-------- Dataset entries --------
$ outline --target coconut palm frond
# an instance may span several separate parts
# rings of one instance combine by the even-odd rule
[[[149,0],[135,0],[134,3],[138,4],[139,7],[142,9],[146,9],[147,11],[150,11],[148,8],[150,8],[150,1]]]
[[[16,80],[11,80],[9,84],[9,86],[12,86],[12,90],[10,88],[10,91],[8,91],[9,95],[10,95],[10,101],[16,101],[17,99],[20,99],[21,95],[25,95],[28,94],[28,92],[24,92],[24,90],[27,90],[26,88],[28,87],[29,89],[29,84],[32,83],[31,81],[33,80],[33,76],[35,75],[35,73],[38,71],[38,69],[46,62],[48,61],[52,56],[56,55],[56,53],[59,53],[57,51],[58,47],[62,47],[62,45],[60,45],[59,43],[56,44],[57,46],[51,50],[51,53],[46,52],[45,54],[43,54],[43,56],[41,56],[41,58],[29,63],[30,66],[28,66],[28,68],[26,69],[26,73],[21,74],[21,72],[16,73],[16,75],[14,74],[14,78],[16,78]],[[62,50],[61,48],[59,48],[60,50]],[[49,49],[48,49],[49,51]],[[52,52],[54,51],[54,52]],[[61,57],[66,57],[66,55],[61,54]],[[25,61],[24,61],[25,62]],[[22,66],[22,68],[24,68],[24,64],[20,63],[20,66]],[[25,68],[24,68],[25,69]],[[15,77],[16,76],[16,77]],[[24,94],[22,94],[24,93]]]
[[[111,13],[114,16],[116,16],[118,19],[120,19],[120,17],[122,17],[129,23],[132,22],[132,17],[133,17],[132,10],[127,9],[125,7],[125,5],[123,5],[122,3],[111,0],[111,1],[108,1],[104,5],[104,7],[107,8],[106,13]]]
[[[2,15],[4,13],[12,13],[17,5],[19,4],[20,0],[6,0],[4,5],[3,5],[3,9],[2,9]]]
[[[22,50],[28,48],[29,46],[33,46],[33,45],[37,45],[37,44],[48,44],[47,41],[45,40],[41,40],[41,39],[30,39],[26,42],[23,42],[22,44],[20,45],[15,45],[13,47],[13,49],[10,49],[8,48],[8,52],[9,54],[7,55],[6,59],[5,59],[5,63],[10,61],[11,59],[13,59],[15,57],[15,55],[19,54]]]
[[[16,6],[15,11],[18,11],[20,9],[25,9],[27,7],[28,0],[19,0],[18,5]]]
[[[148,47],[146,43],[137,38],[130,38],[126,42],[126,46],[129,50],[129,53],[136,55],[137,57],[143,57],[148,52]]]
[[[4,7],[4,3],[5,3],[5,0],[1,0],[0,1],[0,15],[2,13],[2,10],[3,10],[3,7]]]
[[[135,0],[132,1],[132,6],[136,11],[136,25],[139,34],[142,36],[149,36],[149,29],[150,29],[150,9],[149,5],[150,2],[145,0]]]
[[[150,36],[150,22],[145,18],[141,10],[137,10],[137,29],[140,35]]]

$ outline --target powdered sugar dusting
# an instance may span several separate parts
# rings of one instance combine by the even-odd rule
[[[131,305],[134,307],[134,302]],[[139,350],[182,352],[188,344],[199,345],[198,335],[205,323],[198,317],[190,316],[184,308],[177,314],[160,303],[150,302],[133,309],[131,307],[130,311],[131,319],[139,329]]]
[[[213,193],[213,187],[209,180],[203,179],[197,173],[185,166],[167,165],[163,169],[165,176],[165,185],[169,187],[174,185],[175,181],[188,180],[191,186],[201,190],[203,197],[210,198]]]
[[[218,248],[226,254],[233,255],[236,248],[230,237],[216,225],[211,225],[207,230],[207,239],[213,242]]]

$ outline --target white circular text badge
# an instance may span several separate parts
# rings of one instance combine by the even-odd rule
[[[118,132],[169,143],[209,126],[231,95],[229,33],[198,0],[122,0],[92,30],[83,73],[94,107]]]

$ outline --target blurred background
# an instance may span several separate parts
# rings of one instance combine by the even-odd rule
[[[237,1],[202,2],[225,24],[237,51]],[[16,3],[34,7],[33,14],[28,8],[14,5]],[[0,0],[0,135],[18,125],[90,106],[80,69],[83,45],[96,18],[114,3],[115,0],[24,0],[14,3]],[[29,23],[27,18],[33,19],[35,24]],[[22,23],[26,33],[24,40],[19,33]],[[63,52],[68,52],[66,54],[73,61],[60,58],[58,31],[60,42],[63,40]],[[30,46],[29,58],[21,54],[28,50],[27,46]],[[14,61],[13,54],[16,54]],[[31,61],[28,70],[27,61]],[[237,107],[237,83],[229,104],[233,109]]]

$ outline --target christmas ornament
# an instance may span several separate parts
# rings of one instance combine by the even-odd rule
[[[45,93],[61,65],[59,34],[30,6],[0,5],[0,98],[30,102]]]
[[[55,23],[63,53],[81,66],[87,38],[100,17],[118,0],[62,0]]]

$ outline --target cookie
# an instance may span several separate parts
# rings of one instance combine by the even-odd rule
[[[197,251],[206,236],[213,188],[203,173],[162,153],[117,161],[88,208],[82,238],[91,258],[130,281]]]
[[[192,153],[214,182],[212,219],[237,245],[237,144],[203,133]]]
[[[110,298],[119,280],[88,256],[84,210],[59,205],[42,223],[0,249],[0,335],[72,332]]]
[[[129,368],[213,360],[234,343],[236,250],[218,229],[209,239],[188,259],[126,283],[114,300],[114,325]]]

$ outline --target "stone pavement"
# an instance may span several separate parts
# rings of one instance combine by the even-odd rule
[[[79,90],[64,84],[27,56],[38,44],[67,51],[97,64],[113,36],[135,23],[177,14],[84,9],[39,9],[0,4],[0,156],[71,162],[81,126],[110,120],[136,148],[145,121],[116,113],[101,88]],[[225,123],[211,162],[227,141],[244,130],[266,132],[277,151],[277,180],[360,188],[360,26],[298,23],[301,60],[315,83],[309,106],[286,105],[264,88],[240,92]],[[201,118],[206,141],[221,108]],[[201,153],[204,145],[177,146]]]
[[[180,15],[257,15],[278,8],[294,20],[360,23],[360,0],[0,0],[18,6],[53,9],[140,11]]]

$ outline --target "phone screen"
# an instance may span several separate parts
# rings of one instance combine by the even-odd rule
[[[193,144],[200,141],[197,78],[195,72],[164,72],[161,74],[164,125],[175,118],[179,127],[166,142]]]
--------
_Task instructions_
From the records, copy out each line that includes the string "target".

_Task answer_
$ outline --target coconut palm frond
$ outline --target powdered sugar dusting
$ outline --target white circular text badge
$ outline --target blurred background
$ outline --target christmas ornament
$ outline --target cookie
$ outline --target "stone pavement"
$ outline --target "phone screen"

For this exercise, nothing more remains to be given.